## Excerpt to read
(begin)

Carrigeen () is a village to the south-east of Mooncoin in County Kilkenny, Ireland. Carrigeen is  situated on a hillock within the Suir Valley, contains St. Kevin's Church and belongs to the parish of Mooncoin.  There is a primary school and a GAA club in Carrigeen.

St. Kevin's Church is one of the three churches of the parish of Mooncoin, together with a church in Killinaspick and Mooncoin.

History 

Carrigeen is located close to two of Ireland's most ancient villages, Licketstown and Glengrant, which date to Norman times.

Oliver Cromwell recognised the value of the land as he passed under the shadow of the Walsh Hills on his approach to Carrick-on-Suir from New Ross. He is reported to have said, "It is a land worth fighting for".

Geography 

Carrigeen is situated on a hillock within the Suir Valley, it has a panoramic view of the south of County Kilkenny including Slieve na mBan, Tory Hill and the Comeragh Mountains.

(end)

## Data lines
(begin)

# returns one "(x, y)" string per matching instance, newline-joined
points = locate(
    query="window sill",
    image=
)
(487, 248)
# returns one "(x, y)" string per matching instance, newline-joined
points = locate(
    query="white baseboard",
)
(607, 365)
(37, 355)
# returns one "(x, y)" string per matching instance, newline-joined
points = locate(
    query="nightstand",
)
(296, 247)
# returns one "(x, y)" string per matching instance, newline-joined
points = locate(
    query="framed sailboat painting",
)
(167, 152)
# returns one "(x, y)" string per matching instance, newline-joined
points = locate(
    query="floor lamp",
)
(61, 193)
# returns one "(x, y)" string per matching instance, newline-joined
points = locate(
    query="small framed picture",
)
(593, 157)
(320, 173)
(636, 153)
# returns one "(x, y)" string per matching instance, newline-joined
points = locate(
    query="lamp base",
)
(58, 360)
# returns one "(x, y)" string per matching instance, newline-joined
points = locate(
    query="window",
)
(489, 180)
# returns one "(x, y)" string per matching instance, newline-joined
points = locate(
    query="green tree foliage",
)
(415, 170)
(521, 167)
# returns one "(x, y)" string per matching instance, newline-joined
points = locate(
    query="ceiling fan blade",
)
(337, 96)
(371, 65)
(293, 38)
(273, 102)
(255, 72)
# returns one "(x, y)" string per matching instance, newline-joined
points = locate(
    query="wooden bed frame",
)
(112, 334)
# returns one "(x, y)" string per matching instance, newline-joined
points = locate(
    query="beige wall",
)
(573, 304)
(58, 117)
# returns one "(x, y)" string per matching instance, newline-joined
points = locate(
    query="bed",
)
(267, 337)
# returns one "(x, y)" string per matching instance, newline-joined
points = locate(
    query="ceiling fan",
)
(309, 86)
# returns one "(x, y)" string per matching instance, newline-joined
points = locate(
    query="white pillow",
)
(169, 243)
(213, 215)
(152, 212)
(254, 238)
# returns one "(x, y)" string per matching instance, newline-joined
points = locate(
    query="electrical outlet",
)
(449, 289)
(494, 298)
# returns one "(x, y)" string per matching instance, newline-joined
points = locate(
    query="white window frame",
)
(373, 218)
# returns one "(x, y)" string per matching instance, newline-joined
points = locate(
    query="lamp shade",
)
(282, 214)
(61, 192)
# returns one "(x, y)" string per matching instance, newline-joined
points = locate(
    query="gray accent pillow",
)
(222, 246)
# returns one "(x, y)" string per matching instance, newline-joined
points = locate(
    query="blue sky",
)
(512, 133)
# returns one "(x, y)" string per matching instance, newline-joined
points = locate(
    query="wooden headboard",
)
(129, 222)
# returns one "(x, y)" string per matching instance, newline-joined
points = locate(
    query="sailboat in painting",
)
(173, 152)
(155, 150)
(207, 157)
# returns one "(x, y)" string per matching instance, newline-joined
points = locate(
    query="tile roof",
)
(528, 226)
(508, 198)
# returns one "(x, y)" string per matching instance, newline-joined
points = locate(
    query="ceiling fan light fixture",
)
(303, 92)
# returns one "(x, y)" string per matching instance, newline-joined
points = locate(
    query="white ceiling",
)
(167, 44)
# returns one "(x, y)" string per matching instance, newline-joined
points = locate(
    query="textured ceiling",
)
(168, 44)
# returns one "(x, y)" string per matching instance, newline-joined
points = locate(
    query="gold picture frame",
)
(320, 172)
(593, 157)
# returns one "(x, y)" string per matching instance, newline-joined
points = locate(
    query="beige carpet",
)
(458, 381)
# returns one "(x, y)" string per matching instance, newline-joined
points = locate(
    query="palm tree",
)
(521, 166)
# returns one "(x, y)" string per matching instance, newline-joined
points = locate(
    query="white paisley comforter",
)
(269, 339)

(end)

## Goal
Write the next few sentences of the Carrigeen article above, starting right after its final line.

## Response to this exercise
Education 
Carrigeen National School celebrated its centenary in September 2000. Carrigeen is the third school in this area of south Kilkenny. Clashroe and the present community hall adjoining the churchyard were former schools. Carrigeen originally had a hedge school at Portnascully or "Field of the School" where a travelling master would have taught. President  Mary McAleese visited Carrigeen National School on 15 April 2003.

Landmarks 
Historic landmarks surrounding Carrigeen include Grannagh and Corluddy Castle. Corluddy, or the round hill of the mine, is situated on a hill overlooking the River Suir. This castle was built during the Norman period. Grant, the landlord of Glengrant, lived there.

St. Kevin's Church, Carrigeen, is one of the three churches of the parish of Mooncoin, together with a church in Killinaspick and Mooncoin.

People 
Bob O'Keeffe, after whom the trophy awarded for the Leinster Senior Hurling Championship is named, was a native of Glengrant, Mooncoin. O'Keeffe became a prominent figure in the Gaelic Athletic Association (GAA) councils and was president of the association from 1935 to 1938. After his death, the GAA decided to donate a trophy in his memory—the Bob O'Keeffe Memorial Cup. The hurler depicted on the top of the cup is barefooted, which is significant in view of the fact that Bob O'Keeffe originally played in that manner.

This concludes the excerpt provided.